Data for the task below:

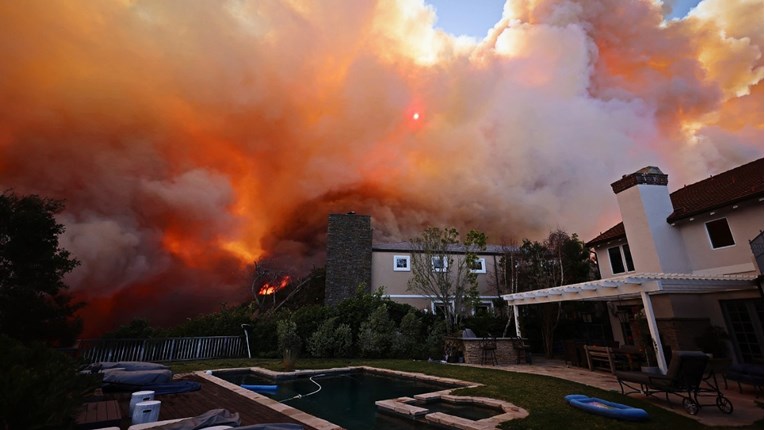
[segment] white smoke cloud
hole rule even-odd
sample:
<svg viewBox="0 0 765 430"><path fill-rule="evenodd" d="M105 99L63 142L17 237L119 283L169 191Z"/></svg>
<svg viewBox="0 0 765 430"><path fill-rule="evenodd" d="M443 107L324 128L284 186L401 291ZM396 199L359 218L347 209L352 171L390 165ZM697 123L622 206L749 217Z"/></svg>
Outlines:
<svg viewBox="0 0 765 430"><path fill-rule="evenodd" d="M68 280L115 322L322 264L329 212L587 240L622 174L762 156L762 1L662 7L511 0L473 40L422 0L3 2L0 185L66 199Z"/></svg>

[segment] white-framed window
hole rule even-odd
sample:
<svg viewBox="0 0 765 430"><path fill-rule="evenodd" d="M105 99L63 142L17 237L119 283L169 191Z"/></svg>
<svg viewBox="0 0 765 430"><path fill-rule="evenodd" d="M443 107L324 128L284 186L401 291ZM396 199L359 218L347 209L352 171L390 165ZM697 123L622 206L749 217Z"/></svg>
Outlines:
<svg viewBox="0 0 765 430"><path fill-rule="evenodd" d="M449 259L445 255L430 257L430 264L434 272L446 272L449 268Z"/></svg>
<svg viewBox="0 0 765 430"><path fill-rule="evenodd" d="M632 262L630 246L626 243L624 245L608 248L608 259L611 262L611 273L614 275L635 271L635 264Z"/></svg>
<svg viewBox="0 0 765 430"><path fill-rule="evenodd" d="M490 301L481 301L481 303L476 304L473 306L473 315L478 314L493 314L494 313L494 303Z"/></svg>
<svg viewBox="0 0 765 430"><path fill-rule="evenodd" d="M409 272L412 270L411 257L408 255L394 255L393 256L393 271L394 272Z"/></svg>
<svg viewBox="0 0 765 430"><path fill-rule="evenodd" d="M473 264L470 265L470 271L472 273L486 273L486 259L477 258Z"/></svg>
<svg viewBox="0 0 765 430"><path fill-rule="evenodd" d="M447 306L450 310L454 309L454 302L444 303L433 300L430 302L430 311L433 312L433 315L444 316Z"/></svg>
<svg viewBox="0 0 765 430"><path fill-rule="evenodd" d="M720 218L704 224L707 228L709 243L712 249L727 248L736 244L733 233L730 231L727 218Z"/></svg>

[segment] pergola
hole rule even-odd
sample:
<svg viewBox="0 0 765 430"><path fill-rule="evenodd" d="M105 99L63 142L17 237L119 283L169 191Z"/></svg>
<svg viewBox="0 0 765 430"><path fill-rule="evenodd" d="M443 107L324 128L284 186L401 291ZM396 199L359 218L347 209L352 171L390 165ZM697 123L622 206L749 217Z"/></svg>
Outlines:
<svg viewBox="0 0 765 430"><path fill-rule="evenodd" d="M573 300L626 300L640 297L645 309L648 329L656 346L656 362L662 373L667 372L664 348L659 342L659 329L653 311L651 296L658 294L704 294L724 291L757 289L755 275L693 275L690 273L633 273L598 281L588 281L543 290L525 291L502 296L513 306L516 334L518 306Z"/></svg>

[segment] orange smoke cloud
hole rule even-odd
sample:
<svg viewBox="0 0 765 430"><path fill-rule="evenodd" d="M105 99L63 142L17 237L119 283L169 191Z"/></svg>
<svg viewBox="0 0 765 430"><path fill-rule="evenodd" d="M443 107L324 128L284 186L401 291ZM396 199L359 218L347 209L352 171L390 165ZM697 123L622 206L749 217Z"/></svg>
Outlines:
<svg viewBox="0 0 765 430"><path fill-rule="evenodd" d="M511 0L472 40L422 0L2 2L0 186L66 200L89 334L321 266L331 212L588 238L625 172L762 156L761 10Z"/></svg>

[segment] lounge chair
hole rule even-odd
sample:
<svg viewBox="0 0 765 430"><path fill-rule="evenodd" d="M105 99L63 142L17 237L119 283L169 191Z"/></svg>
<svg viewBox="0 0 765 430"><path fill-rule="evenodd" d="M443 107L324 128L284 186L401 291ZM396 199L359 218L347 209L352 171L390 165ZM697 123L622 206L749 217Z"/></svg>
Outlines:
<svg viewBox="0 0 765 430"><path fill-rule="evenodd" d="M179 420L156 421L153 423L135 424L128 430L201 430L209 428L233 428L239 426L239 413L226 409L211 409L196 417Z"/></svg>
<svg viewBox="0 0 765 430"><path fill-rule="evenodd" d="M666 375L633 371L616 371L614 375L622 394L643 393L652 396L664 393L668 402L669 395L673 394L683 399L683 409L691 415L696 415L701 409L699 394L713 392L717 407L729 414L733 412L733 404L719 389L702 390L701 383L707 373L708 361L709 356L701 351L674 351Z"/></svg>
<svg viewBox="0 0 765 430"><path fill-rule="evenodd" d="M103 376L105 391L151 390L156 395L196 391L201 385L195 381L173 380L173 371L164 364L121 361L90 365L84 372Z"/></svg>

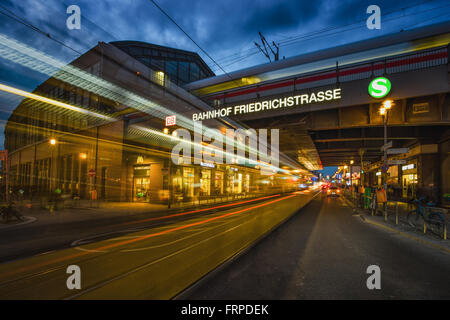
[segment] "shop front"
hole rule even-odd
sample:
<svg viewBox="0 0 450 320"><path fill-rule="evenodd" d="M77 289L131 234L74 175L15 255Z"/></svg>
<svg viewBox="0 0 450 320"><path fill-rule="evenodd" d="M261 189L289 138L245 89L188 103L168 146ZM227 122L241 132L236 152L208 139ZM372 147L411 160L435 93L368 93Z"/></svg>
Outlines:
<svg viewBox="0 0 450 320"><path fill-rule="evenodd" d="M408 162L402 169L402 197L413 199L417 193L417 160Z"/></svg>
<svg viewBox="0 0 450 320"><path fill-rule="evenodd" d="M177 167L172 176L173 201L187 202L194 198L195 168Z"/></svg>
<svg viewBox="0 0 450 320"><path fill-rule="evenodd" d="M376 180L377 180L377 186L381 187L383 185L383 177L382 177L381 171L377 171L375 173L375 177L376 177Z"/></svg>
<svg viewBox="0 0 450 320"><path fill-rule="evenodd" d="M236 167L227 167L227 193L236 194L242 192L242 173Z"/></svg>
<svg viewBox="0 0 450 320"><path fill-rule="evenodd" d="M222 195L224 188L224 176L223 171L217 171L214 173L214 195Z"/></svg>
<svg viewBox="0 0 450 320"><path fill-rule="evenodd" d="M210 196L211 195L211 170L201 169L200 170L200 196Z"/></svg>
<svg viewBox="0 0 450 320"><path fill-rule="evenodd" d="M244 192L250 192L250 174L248 173L244 175Z"/></svg>
<svg viewBox="0 0 450 320"><path fill-rule="evenodd" d="M133 167L133 201L150 201L150 164Z"/></svg>
<svg viewBox="0 0 450 320"><path fill-rule="evenodd" d="M402 189L398 177L398 165L391 165L387 172L387 193L389 199L402 198Z"/></svg>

End of Data for the task.

● The task
Hand back the records above exactly as they are, pictures excluded.

● Result of this task
[segment] white smoke cloud
hole rule even-odd
sample:
<svg viewBox="0 0 765 430"><path fill-rule="evenodd" d="M105 99L63 142L17 237L119 283L169 191Z"/></svg>
<svg viewBox="0 0 765 430"><path fill-rule="evenodd" d="M443 107L324 128L284 186L401 291ZM396 199L359 218L347 209L352 171L390 165ZM697 123L622 206L749 217Z"/></svg>
Outlines:
<svg viewBox="0 0 765 430"><path fill-rule="evenodd" d="M68 280L115 322L322 264L329 212L587 240L622 174L762 156L762 1L662 7L511 0L473 40L422 0L3 2L0 185L66 199Z"/></svg>

[segment] white-framed window
hole rule even-odd
sample:
<svg viewBox="0 0 765 430"><path fill-rule="evenodd" d="M105 99L63 142L17 237L119 283L169 191Z"/></svg>
<svg viewBox="0 0 765 430"><path fill-rule="evenodd" d="M443 107L324 128L284 186L401 291ZM396 199L359 218L347 209L352 171L390 165ZM697 123L622 206L749 217Z"/></svg>
Outlines:
<svg viewBox="0 0 765 430"><path fill-rule="evenodd" d="M449 259L445 255L430 257L430 264L434 272L446 272L449 268Z"/></svg>
<svg viewBox="0 0 765 430"><path fill-rule="evenodd" d="M632 262L630 246L626 243L624 245L608 248L608 259L611 262L611 273L614 275L635 271L635 264Z"/></svg>
<svg viewBox="0 0 765 430"><path fill-rule="evenodd" d="M490 301L481 301L481 303L476 304L473 306L473 315L478 314L493 314L494 313L494 303Z"/></svg>
<svg viewBox="0 0 765 430"><path fill-rule="evenodd" d="M409 272L412 270L411 257L408 255L394 255L393 256L393 271L394 272Z"/></svg>
<svg viewBox="0 0 765 430"><path fill-rule="evenodd" d="M473 264L470 265L470 271L472 273L486 273L486 259L477 258Z"/></svg>
<svg viewBox="0 0 765 430"><path fill-rule="evenodd" d="M447 306L450 310L454 309L454 302L444 303L433 300L430 302L430 311L433 312L433 315L444 316Z"/></svg>
<svg viewBox="0 0 765 430"><path fill-rule="evenodd" d="M720 218L704 224L707 228L709 243L712 249L727 248L736 244L733 233L730 231L727 218Z"/></svg>

[segment] pergola
hole rule even-odd
sample:
<svg viewBox="0 0 765 430"><path fill-rule="evenodd" d="M105 99L63 142L17 237L119 283L169 191Z"/></svg>
<svg viewBox="0 0 765 430"><path fill-rule="evenodd" d="M443 107L324 128L284 186L401 291ZM396 199L359 218L347 209L352 171L390 165ZM697 123L622 206L749 217Z"/></svg>
Outlines:
<svg viewBox="0 0 765 430"><path fill-rule="evenodd" d="M573 300L626 300L640 297L645 309L648 329L656 346L656 362L662 373L667 372L664 348L659 342L659 329L653 311L651 296L658 294L704 294L724 291L757 289L755 275L693 275L690 273L633 273L598 281L588 281L543 290L525 291L502 296L513 306L516 334L518 306Z"/></svg>

[segment] orange smoke cloud
hole rule even-odd
sample:
<svg viewBox="0 0 765 430"><path fill-rule="evenodd" d="M105 99L63 142L17 237L119 283L169 191Z"/></svg>
<svg viewBox="0 0 765 430"><path fill-rule="evenodd" d="M443 107L324 128L284 186L401 291ZM396 199L359 218L347 209L352 171L390 165ZM697 123L622 206L749 217Z"/></svg>
Outlines:
<svg viewBox="0 0 765 430"><path fill-rule="evenodd" d="M511 0L472 40L422 0L2 2L0 186L66 200L89 334L321 266L331 212L588 238L625 172L762 156L761 10Z"/></svg>

[segment] lounge chair
hole rule even-odd
sample:
<svg viewBox="0 0 765 430"><path fill-rule="evenodd" d="M105 99L63 142L17 237L119 283L169 191Z"/></svg>
<svg viewBox="0 0 765 430"><path fill-rule="evenodd" d="M443 107L324 128L284 186L401 291ZM396 199L359 218L347 209L352 171L390 165ZM697 123L622 206L749 217Z"/></svg>
Outlines:
<svg viewBox="0 0 765 430"><path fill-rule="evenodd" d="M179 420L156 421L153 423L135 424L128 430L201 430L209 428L233 428L239 426L239 413L226 409L211 409L196 417Z"/></svg>
<svg viewBox="0 0 765 430"><path fill-rule="evenodd" d="M666 375L633 371L616 371L614 375L622 394L643 393L652 396L664 393L668 402L669 395L673 394L683 399L683 409L691 415L696 415L701 409L699 394L713 392L717 407L729 414L733 412L733 404L719 389L702 390L701 383L707 373L708 361L709 356L701 351L674 351Z"/></svg>
<svg viewBox="0 0 765 430"><path fill-rule="evenodd" d="M103 376L105 391L151 390L156 395L196 391L201 385L195 381L173 380L173 371L164 364L121 361L90 365L84 372Z"/></svg>

[segment] "shop front"
hole rule even-odd
sample:
<svg viewBox="0 0 450 320"><path fill-rule="evenodd" d="M77 289L131 234L74 175L15 255Z"/></svg>
<svg viewBox="0 0 450 320"><path fill-rule="evenodd" d="M261 189L289 138L245 89L188 103L168 146ZM227 122L241 132L236 152L208 139ZM372 147L411 160L435 93L368 93Z"/></svg>
Outlines:
<svg viewBox="0 0 450 320"><path fill-rule="evenodd" d="M408 162L402 169L402 197L413 199L417 193L417 160Z"/></svg>
<svg viewBox="0 0 450 320"><path fill-rule="evenodd" d="M177 167L172 176L173 201L187 202L194 198L195 168Z"/></svg>
<svg viewBox="0 0 450 320"><path fill-rule="evenodd" d="M376 180L377 180L377 186L381 187L383 185L383 177L382 177L381 171L377 171L375 173L375 177L376 177Z"/></svg>
<svg viewBox="0 0 450 320"><path fill-rule="evenodd" d="M236 167L227 167L227 193L236 194L242 192L242 173Z"/></svg>
<svg viewBox="0 0 450 320"><path fill-rule="evenodd" d="M222 195L224 188L224 176L223 171L217 171L214 173L214 195Z"/></svg>
<svg viewBox="0 0 450 320"><path fill-rule="evenodd" d="M210 196L211 195L211 170L201 169L200 170L200 196Z"/></svg>
<svg viewBox="0 0 450 320"><path fill-rule="evenodd" d="M244 192L250 192L250 174L248 173L244 175Z"/></svg>
<svg viewBox="0 0 450 320"><path fill-rule="evenodd" d="M133 167L133 201L150 201L150 164Z"/></svg>
<svg viewBox="0 0 450 320"><path fill-rule="evenodd" d="M402 189L398 177L398 165L391 165L387 172L387 193L389 199L402 198Z"/></svg>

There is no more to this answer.